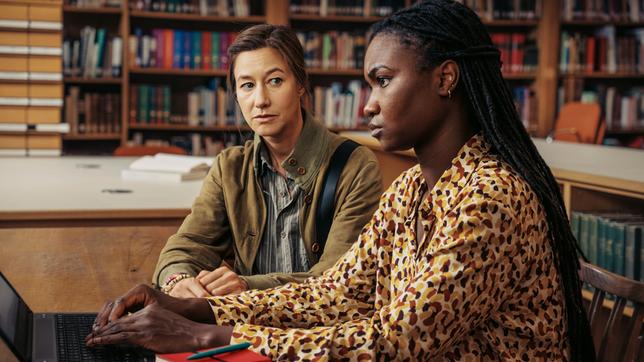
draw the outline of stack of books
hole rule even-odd
[[[203,179],[213,159],[157,153],[143,156],[121,170],[121,178],[128,181],[182,182]]]
[[[644,281],[644,215],[575,211],[571,221],[573,234],[592,264]]]

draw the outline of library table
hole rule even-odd
[[[35,311],[96,311],[149,283],[201,181],[120,179],[132,157],[0,158],[0,270]]]

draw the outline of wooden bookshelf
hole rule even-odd
[[[266,22],[264,16],[205,16],[198,14],[168,13],[161,11],[130,11],[132,19],[156,19],[168,21],[194,21],[207,23],[260,24]]]
[[[561,22],[563,26],[605,26],[605,25],[615,25],[615,26],[625,26],[625,27],[644,27],[644,22],[634,22],[634,21],[625,21],[625,20],[563,20]]]
[[[319,16],[310,14],[292,14],[290,15],[291,21],[308,21],[319,23],[366,23],[372,24],[376,21],[382,20],[382,16],[357,16],[357,15],[329,15]]]
[[[362,77],[362,69],[307,68],[306,71],[311,76]]]
[[[63,141],[120,141],[120,133],[81,133],[67,134]]]
[[[612,72],[575,72],[563,73],[559,77],[595,78],[595,79],[644,79],[644,73],[612,73]]]
[[[65,77],[63,81],[67,84],[121,84],[122,78],[83,78]]]
[[[5,90],[7,103],[13,105],[2,107],[0,117],[7,128],[15,130],[0,132],[0,150],[16,155],[58,155],[61,132],[37,129],[61,122],[62,57],[58,49],[62,39],[62,1],[1,2],[2,19],[10,26],[0,27],[3,42],[0,65],[2,73],[6,73],[3,77],[13,79],[1,79],[0,89]],[[49,102],[34,102],[37,98]]]
[[[130,64],[128,59],[128,44],[127,39],[133,30],[137,27],[144,29],[151,28],[177,28],[188,30],[200,31],[219,31],[220,29],[241,30],[244,27],[256,23],[271,23],[279,25],[287,25],[297,31],[300,29],[321,31],[331,29],[334,24],[338,24],[338,29],[367,29],[372,23],[381,20],[380,16],[348,16],[348,15],[311,15],[311,14],[292,14],[290,12],[289,0],[265,0],[263,9],[264,15],[252,15],[244,17],[235,16],[202,16],[199,14],[187,13],[167,13],[167,12],[153,12],[133,10],[130,7],[129,1],[124,0],[121,8],[74,8],[70,6],[63,6],[63,13],[70,15],[70,20],[78,25],[79,18],[82,19],[83,14],[88,15],[110,15],[101,18],[103,22],[112,21],[113,27],[118,31],[115,35],[119,35],[124,40],[123,51],[123,69],[122,77],[120,79],[84,79],[84,78],[65,78],[65,84],[76,84],[87,87],[99,87],[101,85],[120,85],[121,86],[121,143],[126,143],[132,135],[132,131],[136,132],[152,132],[168,129],[168,133],[172,130],[176,132],[183,132],[185,129],[172,128],[175,126],[168,125],[169,128],[158,128],[157,125],[148,126],[143,125],[130,125],[129,124],[129,90],[131,85],[136,84],[167,84],[169,80],[181,79],[179,84],[198,85],[203,84],[207,78],[217,77],[224,82],[227,76],[225,69],[165,69],[165,68],[141,68],[135,67]],[[594,73],[574,73],[574,74],[560,74],[559,72],[559,51],[560,44],[560,29],[569,27],[574,29],[576,27],[592,28],[604,25],[615,25],[617,27],[644,27],[644,22],[631,22],[631,21],[607,21],[607,20],[564,20],[562,19],[562,2],[564,0],[541,0],[541,15],[538,19],[486,19],[483,18],[483,23],[490,29],[491,32],[519,32],[526,33],[536,32],[537,42],[539,48],[538,67],[533,72],[504,72],[503,76],[506,80],[511,82],[511,85],[517,86],[530,86],[536,94],[537,111],[536,120],[534,124],[530,124],[527,129],[534,136],[545,136],[553,128],[554,120],[556,119],[557,109],[557,89],[562,79],[573,77],[588,79],[589,81],[600,82],[616,82],[622,84],[624,81],[634,80],[636,83],[633,86],[641,85],[640,81],[644,81],[644,74],[639,73],[607,73],[607,72],[594,72]],[[406,5],[411,5],[413,1],[406,1]],[[253,13],[255,14],[255,13]],[[78,16],[81,15],[81,16]],[[114,16],[111,16],[114,15]],[[111,19],[111,20],[106,20]],[[157,25],[158,22],[158,25]],[[67,26],[67,24],[65,24]],[[583,30],[588,31],[588,30]],[[310,68],[308,69],[311,76],[312,86],[316,84],[330,84],[337,81],[345,84],[352,79],[361,80],[363,77],[362,69],[322,69]],[[176,78],[179,77],[179,78]],[[622,83],[620,83],[622,82]],[[174,84],[174,83],[173,83]],[[174,90],[173,90],[174,92]],[[157,128],[155,128],[157,127]],[[237,129],[235,127],[235,129]],[[218,128],[204,128],[197,127],[187,129],[190,132],[228,132],[226,129]],[[640,129],[624,130],[624,131],[608,131],[607,134],[619,135],[620,137],[637,136]]]
[[[627,128],[627,129],[608,129],[606,130],[607,135],[640,135],[644,134],[644,127],[640,128]]]
[[[191,126],[187,124],[130,124],[131,130],[180,131],[180,132],[248,132],[248,126]]]
[[[172,75],[181,77],[225,77],[225,69],[166,69],[166,68],[130,68],[130,74]]]
[[[123,10],[116,7],[79,7],[79,6],[63,6],[63,13],[68,14],[111,14],[121,15]]]
[[[510,20],[510,19],[481,19],[485,26],[491,28],[512,27],[512,28],[532,28],[539,25],[539,20]]]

#### Written problem:
Restate the records word for word, omitting images.

#### Result:
draw the outline of stack of books
hole rule even-odd
[[[203,179],[213,159],[157,153],[143,156],[121,170],[121,178],[128,181],[182,182]]]
[[[644,281],[644,215],[575,211],[571,221],[573,234],[592,264]]]

draw the outline of library table
hole rule even-odd
[[[35,311],[96,311],[149,283],[201,181],[120,179],[132,157],[0,158],[0,270]]]

draw the outline of wooden bookshelf
hole rule even-odd
[[[266,22],[264,16],[205,16],[198,14],[168,13],[161,11],[130,11],[132,19],[156,19],[168,21],[194,21],[207,23],[260,24]]]
[[[561,22],[563,26],[605,26],[605,25],[615,25],[615,26],[625,26],[625,27],[644,27],[644,22],[634,22],[634,21],[625,21],[625,20],[563,20]]]
[[[319,16],[310,14],[292,14],[290,15],[291,21],[308,21],[319,23],[366,23],[372,24],[376,21],[382,20],[382,16],[357,16],[357,15],[329,15]]]
[[[362,77],[362,69],[307,68],[306,71],[311,76]]]
[[[63,141],[120,141],[120,133],[81,133],[67,134]]]
[[[612,72],[575,72],[563,73],[559,77],[595,78],[595,79],[644,79],[644,73],[612,73]]]
[[[65,77],[63,81],[67,84],[121,84],[122,78],[83,78]]]
[[[5,90],[7,103],[13,105],[2,107],[0,117],[7,128],[15,130],[0,132],[0,150],[16,155],[58,155],[61,132],[37,129],[61,122],[62,57],[58,49],[62,39],[62,1],[1,2],[2,19],[10,26],[0,27],[3,42],[0,65],[2,73],[6,73],[3,77],[13,79],[1,79],[0,89]],[[49,102],[34,102],[37,98]]]
[[[130,64],[128,59],[128,44],[127,39],[133,30],[137,27],[144,29],[151,28],[177,28],[188,30],[200,31],[219,31],[220,29],[241,30],[244,27],[256,23],[271,23],[279,25],[287,25],[297,31],[300,29],[321,31],[331,29],[334,24],[338,24],[338,29],[367,29],[372,23],[381,20],[380,16],[348,16],[348,15],[311,15],[311,14],[292,14],[290,12],[289,0],[265,0],[263,9],[264,15],[252,15],[244,17],[235,16],[202,16],[199,14],[187,13],[167,13],[167,12],[153,12],[133,10],[130,7],[129,1],[124,0],[121,8],[74,8],[70,6],[63,6],[63,13],[70,15],[70,20],[78,25],[79,18],[82,19],[83,14],[88,15],[110,15],[101,18],[103,22],[112,21],[113,27],[118,31],[115,35],[119,35],[124,40],[123,51],[123,69],[122,77],[120,79],[84,79],[84,78],[65,78],[65,84],[76,84],[87,87],[99,87],[101,85],[120,85],[121,86],[121,143],[126,143],[132,135],[132,131],[136,132],[152,132],[168,129],[168,133],[172,130],[176,132],[183,132],[185,129],[172,128],[175,126],[168,125],[169,128],[158,128],[157,125],[148,126],[143,125],[130,125],[129,124],[129,90],[131,85],[136,84],[167,84],[169,80],[181,79],[179,84],[198,85],[203,84],[207,78],[217,77],[224,82],[227,76],[225,69],[165,69],[165,68],[141,68],[135,67]],[[594,73],[574,73],[574,74],[560,74],[559,72],[559,51],[560,44],[560,29],[569,27],[574,29],[576,27],[592,28],[604,25],[615,25],[617,27],[644,27],[644,22],[631,22],[631,21],[607,21],[607,20],[564,20],[562,19],[562,2],[564,0],[541,0],[541,15],[538,19],[486,19],[483,18],[483,23],[490,29],[491,32],[519,32],[526,33],[536,32],[537,42],[539,48],[538,67],[533,72],[504,72],[503,76],[506,80],[511,82],[511,85],[517,86],[530,86],[536,94],[537,111],[536,120],[534,124],[530,124],[527,129],[534,136],[545,136],[553,128],[554,120],[556,119],[557,109],[557,89],[562,79],[573,77],[588,79],[589,81],[600,82],[616,82],[622,84],[624,81],[634,80],[636,83],[633,86],[641,85],[640,81],[644,81],[644,74],[639,73],[607,73],[607,72],[594,72]],[[406,5],[411,5],[413,1],[406,1]],[[253,13],[255,14],[255,13]],[[78,16],[81,15],[81,16]],[[114,16],[111,16],[114,15]],[[111,19],[111,20],[106,20]],[[157,25],[158,22],[158,25]],[[67,26],[67,24],[65,24]],[[583,30],[588,31],[588,30]],[[310,68],[308,69],[311,76],[312,86],[316,84],[330,84],[337,81],[345,84],[352,79],[361,80],[363,77],[362,69],[322,69]],[[176,78],[179,77],[179,78]],[[622,83],[620,83],[622,82]],[[174,84],[174,83],[173,83]],[[174,90],[173,90],[174,92]],[[157,128],[155,128],[157,127]],[[237,129],[235,127],[235,129]],[[218,128],[204,128],[197,127],[187,129],[190,132],[228,132],[226,129]],[[640,129],[624,130],[624,131],[608,131],[607,134],[619,135],[620,137],[637,136]]]
[[[627,128],[627,129],[608,129],[606,130],[607,135],[640,135],[644,134],[644,127],[640,128]]]
[[[191,126],[187,124],[130,124],[131,130],[180,131],[180,132],[248,132],[248,126]]]
[[[172,75],[181,77],[225,77],[225,69],[166,69],[166,68],[130,68],[130,74]]]
[[[123,10],[116,7],[79,7],[79,6],[63,6],[63,13],[68,14],[111,14],[121,15]]]
[[[510,20],[510,19],[481,19],[485,26],[491,28],[512,27],[512,28],[532,28],[539,25],[539,20]]]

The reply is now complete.